Directions for this task
Copy all of the records below verbatim.

"""

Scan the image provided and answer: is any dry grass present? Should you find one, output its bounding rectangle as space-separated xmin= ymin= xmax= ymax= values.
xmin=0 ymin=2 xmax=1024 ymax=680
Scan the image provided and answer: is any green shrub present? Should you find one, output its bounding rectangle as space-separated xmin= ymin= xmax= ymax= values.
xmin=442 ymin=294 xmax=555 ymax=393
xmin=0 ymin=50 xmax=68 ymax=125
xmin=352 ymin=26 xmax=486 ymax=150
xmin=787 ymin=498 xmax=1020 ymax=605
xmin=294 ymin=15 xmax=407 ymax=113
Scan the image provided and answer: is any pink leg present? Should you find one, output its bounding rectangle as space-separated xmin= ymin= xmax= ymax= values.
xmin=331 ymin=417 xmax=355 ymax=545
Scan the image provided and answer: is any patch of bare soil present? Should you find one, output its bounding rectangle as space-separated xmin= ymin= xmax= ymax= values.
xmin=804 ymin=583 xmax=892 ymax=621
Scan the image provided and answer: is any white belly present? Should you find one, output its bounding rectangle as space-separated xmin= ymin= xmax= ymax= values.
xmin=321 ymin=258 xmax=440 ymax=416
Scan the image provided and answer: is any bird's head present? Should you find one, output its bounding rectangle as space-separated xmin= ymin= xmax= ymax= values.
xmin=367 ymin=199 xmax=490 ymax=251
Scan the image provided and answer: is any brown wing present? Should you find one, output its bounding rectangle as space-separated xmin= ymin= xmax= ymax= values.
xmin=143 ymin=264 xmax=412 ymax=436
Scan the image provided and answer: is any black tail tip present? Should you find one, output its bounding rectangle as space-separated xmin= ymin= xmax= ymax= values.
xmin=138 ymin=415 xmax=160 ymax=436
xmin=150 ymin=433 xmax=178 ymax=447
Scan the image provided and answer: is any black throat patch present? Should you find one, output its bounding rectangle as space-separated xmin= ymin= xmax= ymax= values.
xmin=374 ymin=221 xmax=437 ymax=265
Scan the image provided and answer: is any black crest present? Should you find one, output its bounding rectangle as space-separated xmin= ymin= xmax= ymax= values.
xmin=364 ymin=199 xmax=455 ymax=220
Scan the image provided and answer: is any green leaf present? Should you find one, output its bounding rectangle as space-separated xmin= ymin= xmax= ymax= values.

"""

Written response
Scan the image provided and answer: is any dry grass present? Should you find one, output its bounding rectangle as space-separated xmin= ymin= xmax= ymax= values.
xmin=0 ymin=2 xmax=1024 ymax=680
Scan the image provided and answer: is any green shrub present? Should you find one, output its bounding rectangle as space-separated xmin= ymin= xmax= ymax= values.
xmin=442 ymin=294 xmax=555 ymax=393
xmin=0 ymin=50 xmax=68 ymax=125
xmin=352 ymin=26 xmax=486 ymax=150
xmin=787 ymin=498 xmax=1020 ymax=605
xmin=294 ymin=15 xmax=407 ymax=113
Scan the image provided and answer: is any pink leg present? Should you find one, output its bounding rectangle as space-separated xmin= ymin= xmax= ymax= values.
xmin=331 ymin=417 xmax=355 ymax=545
Scan the image provided and answer: is any patch of bare soil present? Should you find one, output its bounding rectangle as space-separated xmin= ymin= xmax= ymax= values.
xmin=804 ymin=583 xmax=892 ymax=621
Scan the image provided and answer: is any white belly present? Should you find one, output its bounding rectangle as space-separated xmin= ymin= xmax= ymax= values.
xmin=321 ymin=258 xmax=440 ymax=416
Scan the image provided and answer: is any bird's head present? Should you find one, output its bounding rectangle as space-separated xmin= ymin= xmax= ymax= values.
xmin=367 ymin=199 xmax=490 ymax=251
Scan the image provided and answer: is any brown wing present? Should you find one, output its bounding rectangle as space-separated xmin= ymin= xmax= ymax= values.
xmin=143 ymin=264 xmax=412 ymax=436
Scan the image provided and answer: is any black tail tip present? Should you find one, output its bounding rectangle as space-separated xmin= ymin= xmax= ymax= values.
xmin=138 ymin=415 xmax=160 ymax=436
xmin=150 ymin=433 xmax=178 ymax=447
Scan the image provided and answer: is any black throat patch present? Should you find one, output its bounding rectangle as space-separated xmin= ymin= xmax= ymax= values.
xmin=374 ymin=221 xmax=437 ymax=265
Scan the image provided and answer: is any black crest present? Should you find one, output its bounding rectangle as space-separated xmin= ymin= xmax= ymax= values.
xmin=364 ymin=199 xmax=455 ymax=220
Scan the image provided and answer: is any green leaf present? Should you find one, output its bounding rectangle as space-separated xmin= ymin= xmax= ymax= values.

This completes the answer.